--- AIM ---
Reproduce the listing below exactly. Pictures do not belong in the copy.

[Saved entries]
-- Begin --

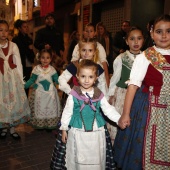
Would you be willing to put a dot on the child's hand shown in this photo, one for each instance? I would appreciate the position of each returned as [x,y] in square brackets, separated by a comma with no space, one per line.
[64,136]
[124,121]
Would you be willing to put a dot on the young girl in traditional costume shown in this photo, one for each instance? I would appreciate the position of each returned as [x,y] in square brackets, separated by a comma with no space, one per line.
[87,50]
[85,139]
[122,67]
[146,109]
[14,107]
[44,100]
[89,33]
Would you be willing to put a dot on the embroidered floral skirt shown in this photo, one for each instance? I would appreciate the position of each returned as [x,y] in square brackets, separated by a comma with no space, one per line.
[128,145]
[118,103]
[14,107]
[59,154]
[45,109]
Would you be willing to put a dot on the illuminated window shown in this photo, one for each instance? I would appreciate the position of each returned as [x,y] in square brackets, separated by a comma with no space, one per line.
[7,2]
[36,3]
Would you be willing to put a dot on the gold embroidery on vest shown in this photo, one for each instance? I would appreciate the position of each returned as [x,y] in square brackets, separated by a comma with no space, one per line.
[157,59]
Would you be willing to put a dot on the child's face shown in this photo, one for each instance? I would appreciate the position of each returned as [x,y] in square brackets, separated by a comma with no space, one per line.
[24,28]
[45,59]
[89,32]
[87,51]
[3,32]
[135,41]
[161,34]
[87,78]
[100,30]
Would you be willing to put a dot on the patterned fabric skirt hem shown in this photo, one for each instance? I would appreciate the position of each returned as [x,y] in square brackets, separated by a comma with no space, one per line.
[128,145]
[50,123]
[59,152]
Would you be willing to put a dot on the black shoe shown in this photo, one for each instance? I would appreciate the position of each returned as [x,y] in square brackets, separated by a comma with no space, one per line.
[49,130]
[3,135]
[15,136]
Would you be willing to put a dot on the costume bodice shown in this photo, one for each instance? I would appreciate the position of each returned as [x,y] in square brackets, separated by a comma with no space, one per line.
[154,78]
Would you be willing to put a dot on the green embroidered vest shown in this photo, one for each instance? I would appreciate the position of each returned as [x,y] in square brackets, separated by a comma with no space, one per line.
[88,115]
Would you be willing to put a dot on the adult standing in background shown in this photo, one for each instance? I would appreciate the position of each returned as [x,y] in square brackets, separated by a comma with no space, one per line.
[74,39]
[49,37]
[119,43]
[25,45]
[104,38]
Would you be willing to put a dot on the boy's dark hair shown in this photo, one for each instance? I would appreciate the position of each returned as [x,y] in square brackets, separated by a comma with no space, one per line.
[18,23]
[164,17]
[132,29]
[45,51]
[88,64]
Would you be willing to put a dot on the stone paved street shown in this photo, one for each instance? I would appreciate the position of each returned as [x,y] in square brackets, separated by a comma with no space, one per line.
[32,152]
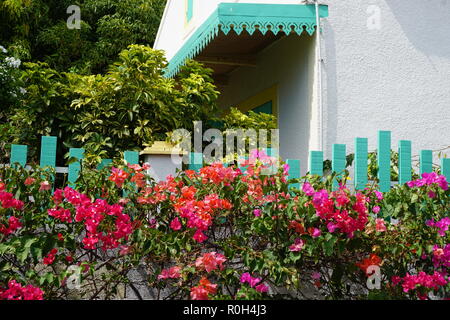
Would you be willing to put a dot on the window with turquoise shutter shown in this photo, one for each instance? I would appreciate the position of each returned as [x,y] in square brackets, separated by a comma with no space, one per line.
[190,10]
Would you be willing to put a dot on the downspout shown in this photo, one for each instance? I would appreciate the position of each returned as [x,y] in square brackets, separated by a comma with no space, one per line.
[319,75]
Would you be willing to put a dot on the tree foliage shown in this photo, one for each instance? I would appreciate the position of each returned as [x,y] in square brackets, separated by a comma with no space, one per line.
[36,30]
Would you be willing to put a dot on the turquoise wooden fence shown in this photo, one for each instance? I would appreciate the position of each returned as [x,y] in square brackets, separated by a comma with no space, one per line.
[360,164]
[315,161]
[48,158]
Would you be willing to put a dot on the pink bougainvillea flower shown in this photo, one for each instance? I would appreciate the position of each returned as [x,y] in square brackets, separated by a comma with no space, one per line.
[175,224]
[45,186]
[29,181]
[314,232]
[118,176]
[245,277]
[210,261]
[297,246]
[331,227]
[286,169]
[379,225]
[316,275]
[50,258]
[124,250]
[202,291]
[379,195]
[257,212]
[15,291]
[199,293]
[442,225]
[171,273]
[14,225]
[199,236]
[308,189]
[254,282]
[262,288]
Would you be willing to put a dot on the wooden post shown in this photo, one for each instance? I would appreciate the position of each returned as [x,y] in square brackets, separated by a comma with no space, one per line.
[338,162]
[384,160]
[361,160]
[294,172]
[404,161]
[426,161]
[316,163]
[75,167]
[18,154]
[195,161]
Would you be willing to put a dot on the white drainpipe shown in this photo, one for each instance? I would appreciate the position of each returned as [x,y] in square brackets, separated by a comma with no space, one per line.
[319,75]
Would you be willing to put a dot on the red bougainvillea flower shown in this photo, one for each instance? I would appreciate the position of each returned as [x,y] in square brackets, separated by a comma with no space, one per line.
[297,226]
[175,224]
[210,261]
[314,232]
[64,215]
[118,176]
[15,291]
[171,273]
[139,179]
[372,260]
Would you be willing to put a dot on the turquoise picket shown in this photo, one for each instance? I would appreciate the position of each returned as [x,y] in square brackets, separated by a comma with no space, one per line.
[316,163]
[19,154]
[445,168]
[404,161]
[338,162]
[195,161]
[75,167]
[104,163]
[269,151]
[361,156]
[242,168]
[48,151]
[426,161]
[384,160]
[294,172]
[131,157]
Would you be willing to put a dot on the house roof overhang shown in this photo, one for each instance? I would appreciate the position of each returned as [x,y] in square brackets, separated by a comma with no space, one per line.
[235,32]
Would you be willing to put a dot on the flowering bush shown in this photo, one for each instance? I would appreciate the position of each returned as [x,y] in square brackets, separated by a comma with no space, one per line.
[221,234]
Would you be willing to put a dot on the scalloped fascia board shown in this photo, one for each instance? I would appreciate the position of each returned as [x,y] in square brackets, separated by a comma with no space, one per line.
[239,16]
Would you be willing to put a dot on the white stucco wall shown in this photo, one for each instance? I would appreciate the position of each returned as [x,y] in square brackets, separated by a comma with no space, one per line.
[393,78]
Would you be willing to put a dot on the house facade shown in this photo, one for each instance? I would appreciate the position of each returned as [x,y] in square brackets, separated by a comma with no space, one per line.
[375,65]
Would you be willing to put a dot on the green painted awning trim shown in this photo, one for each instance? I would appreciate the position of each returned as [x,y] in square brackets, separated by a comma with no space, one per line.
[250,17]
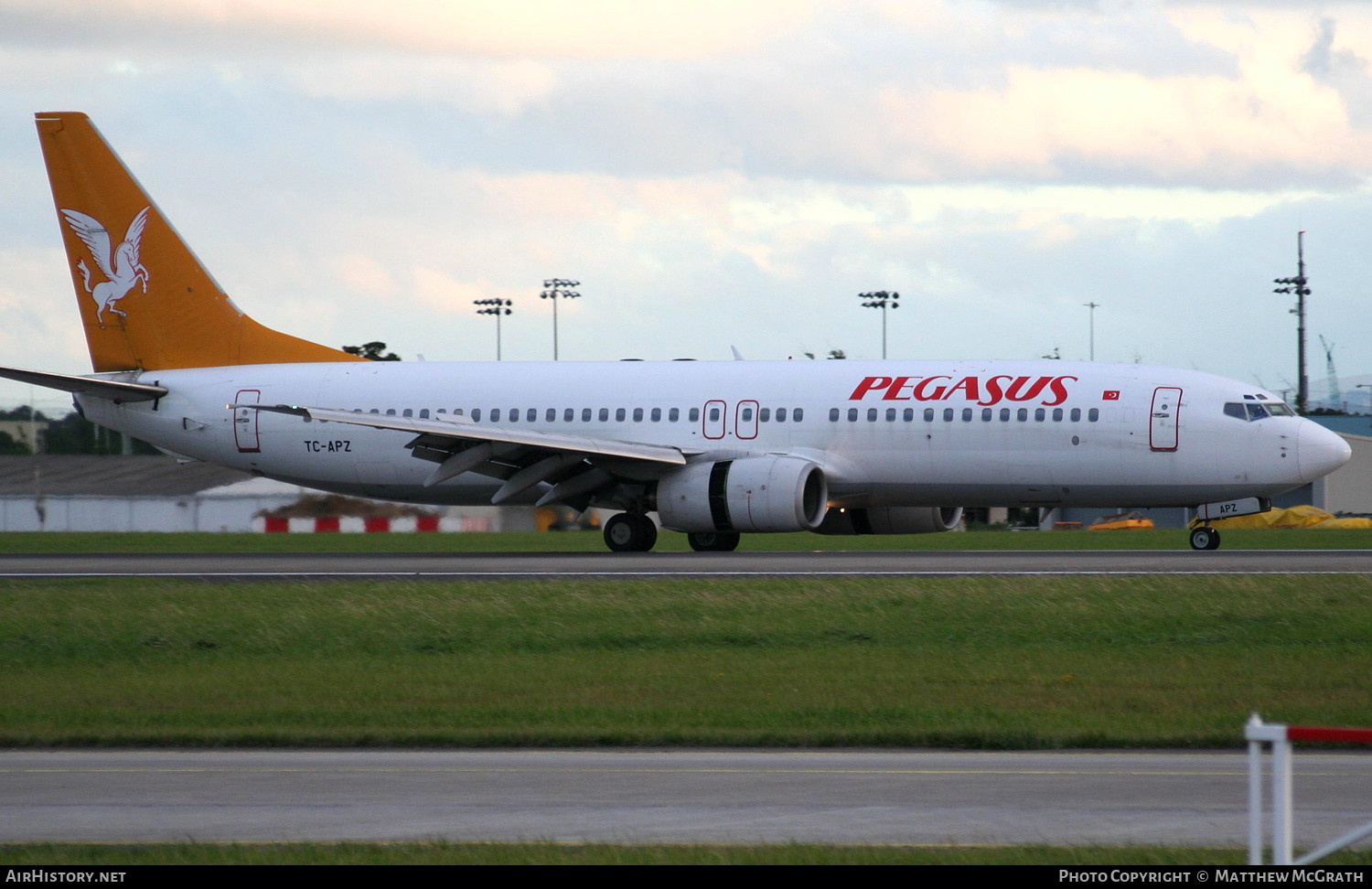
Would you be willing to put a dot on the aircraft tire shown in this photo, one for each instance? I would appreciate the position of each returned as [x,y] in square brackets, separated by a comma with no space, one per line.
[713,541]
[627,532]
[1205,540]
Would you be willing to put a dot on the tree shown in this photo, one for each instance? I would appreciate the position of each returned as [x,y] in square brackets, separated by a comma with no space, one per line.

-- End --

--- EXERCISE SOLUTION ---
Would you be willing to put a dot on the child's hand shown in this photo, one for each instance? I would appreciate the position of each returned as [x,y] in square brackets, separated by a comma with no space, one per line.
[64,136]
[124,121]
Would you be willing to put a dot on the young girl in traditional costume shown in this photo, one for each instance? I would appreciate the position of each returned as [x,y] in square brackets, separated by a comma with no space, one per line.
[87,50]
[85,139]
[122,67]
[146,109]
[14,107]
[44,100]
[89,33]
Would you be willing to put a dot on the embroidered floral skirt shown in this photo, one for each instance? I would appreciate the position of each returned as [x,y] in square brackets, separated by a comma with no space, one per line.
[128,145]
[118,103]
[14,107]
[59,154]
[45,109]
Would you be willing to put a dot on the illuminated window shown in this photo, one for each instance? I would appreciate the position of each returned as [x,y] in square brackets, separated by a comma with no space, one per line.
[7,2]
[36,3]
Would you be willing to put a dot on the gold embroidery on vest shown in this photo, one for each instance? I would appreciate the position of each returned as [x,y] in square brackets, separated by a comma with no space, one per line.
[157,59]
Would you be willing to put a dot on the child's face shown in this photo, one for each instance? I would appreciate the position of each returned as [x,y] in square brackets, separated by a comma with no space, one per line.
[24,28]
[45,59]
[89,32]
[87,51]
[3,32]
[135,41]
[161,34]
[87,78]
[100,30]
Would you be willing to put a dot on the patterned fabric skirt hem shown in this photo, one for each instance? I would appreciate the position of each returned as [x,y] in square brackets, separated by a comma with no space, one per line.
[128,145]
[50,123]
[59,152]
Would you be willing to put a dot on the black shoe shown in this photo, one for each instance? I would appreciate the position of each returned as [x,y] in square brackets, separated by a comma with no space, one per line.
[49,130]
[3,135]
[15,136]
Would you be willing to put a dot on the costume bodice shown in this photo, one for each instance? I would appreciate the position of each returned as [x,y] in square brackets, separated by a comma with no space, one per line.
[154,78]
Would you be willing to put a dot on the green embroidered vest shown in this photo, one for each instance? I would appreciate the position of each returned as [x,y] in square brackets, separated by a comma with no space, one per line.
[88,115]
Would you be willing to put a dot on the adult standing in background shown in this photo, one for each instance? I would appreciate the position of each returned as [x,y] in square brackets, separated by a comma with no space, one per line.
[74,39]
[49,37]
[119,43]
[25,45]
[104,38]
Would you be willing to put a dot on the boy's dark hair shown in this photo, one for each instance? I would appreciate the position of each returned as [x,y] in square brackets, separated by a comma with no space, one per line.
[18,23]
[164,17]
[132,29]
[45,51]
[88,64]
Would you be willing to put a dot on the stone paved street shown in this photo, one for each instance? I would appreciate the position of each returned as [x,y] in square brackets, separated by a comma with no space, one per line.
[32,152]
Would you be willing to put a dot on the window with turquoise shutter shown in this photo, one for each instance? I would appreciate the position of each returned as [x,y] in square brackets, separated by a comma with no space, one per line.
[190,10]
Would you be willing to put a dot on the downspout shown in this photo, one for each instance? I would appreciate the position of each returned as [x,y] in square brackets, separated by a comma with no space, one per line.
[319,75]
Would you be willing to put a dot on the tree foliage shown in this photo, one for each instance? I would appreciate the position of each returned as [x,y] in square brackets, separated by a comma with no space, one per line.
[36,30]
Would you be willing to put a dot on the turquoise wooden fence shown in this photo, one for each instance? I would appreciate the position of each returned as [x,y] in square brackets, separated by a comma with no space, one per line.
[360,164]
[315,161]
[48,158]
Would you be willing to put a dot on the pink bougainvillea flower shown in this photo, one for each instance? I would appreciate the position of each returned as [x,y] in square brackets, separated by a comma with no space, one per line.
[175,224]
[45,186]
[29,181]
[314,232]
[118,176]
[245,277]
[210,261]
[297,246]
[331,227]
[286,169]
[379,225]
[316,275]
[50,258]
[124,250]
[202,291]
[379,195]
[257,212]
[15,291]
[199,293]
[442,225]
[171,273]
[14,225]
[199,236]
[308,189]
[254,282]
[262,288]
Would you be willing to put a dot on the wooden post shown in this photo, one for each instance? I would appreciate the position of each returned as [x,y] in square brackets, separated by a comma with no space, one per line.
[338,162]
[384,160]
[361,160]
[294,172]
[404,161]
[426,161]
[316,163]
[75,167]
[18,154]
[195,161]
Would you be willing to put a dot on the white drainpipe shown in this photo, one for each instance? I would appreciate the position of each returned as [x,y] in square brackets, separated by a comma with no space, one per line.
[319,75]
Would you be willing to put a dot on the red bougainvillea flower shown in this photo, one for each instance? I would appreciate the position of each returned as [x,y] in square brackets, separated by a comma with no space, one per line.
[297,226]
[175,224]
[210,261]
[314,232]
[64,215]
[118,176]
[15,291]
[171,273]
[139,179]
[372,260]
Would you be willing to put a dot on the turquoise picket shown in this photo, one for each instance? I would appreciate the position of each returned as [x,y] in square brackets, separated by a comma with no space, one per line.
[316,163]
[19,154]
[445,168]
[404,161]
[338,162]
[195,161]
[75,167]
[104,163]
[269,151]
[361,156]
[242,168]
[48,151]
[426,161]
[384,160]
[294,172]
[131,157]
Would you be willing to put a dot on the house roof overhang shown in this photo, one for each instance? I would appreciate the position of each returned as [x,y] in square brackets, separated by a comma with no space, one per line.
[235,32]
Would you be willing to put a dot on the flowering bush shown in this photo, one for each instance? I would appreciate the position of each returned as [x,y] in square brackets, separated by a comma with no space, one per line.
[221,234]
Would you be willing to put a dot on the scalloped fascia board shown in this photo, one for each instance? I would appreciate the position of each returned as [x,y] in square brackets, separated by a comma with no space, one per line.
[239,16]
Would you be willing to put a dot on the white stucco wall shown in this photo, one for each instance? I would appreciate the position of each returned as [x,y] in square brackets, separated by a comma with no space, one per line.
[393,78]
Would you be willing to put a dot on the house facade shown in this photo, one for each instance? I would appreciate the position of each returned as [x,y] in square brackets, separated by a comma with no space, one per line.
[375,65]
Would you be willing to put a dot on the green painted awning trim shown in this photo, one for each instance? I would appreciate the position of each returned as [x,y] in square brackets, separated by a comma with no space, one per line.
[250,17]
Would you be willing to put a dot on the aircraft tire shown in this photo, one for each instance? I would appreciate the position of each returned as [x,y] in square brackets, separated by a comma with no space, one per line.
[713,541]
[627,532]
[1205,540]
Would you be willing to put a dot on the tree shown in this photo, one for each instance? I would appreciate the position of each returned as [x,y] in square brackets, separated by a comma with no space, one per line.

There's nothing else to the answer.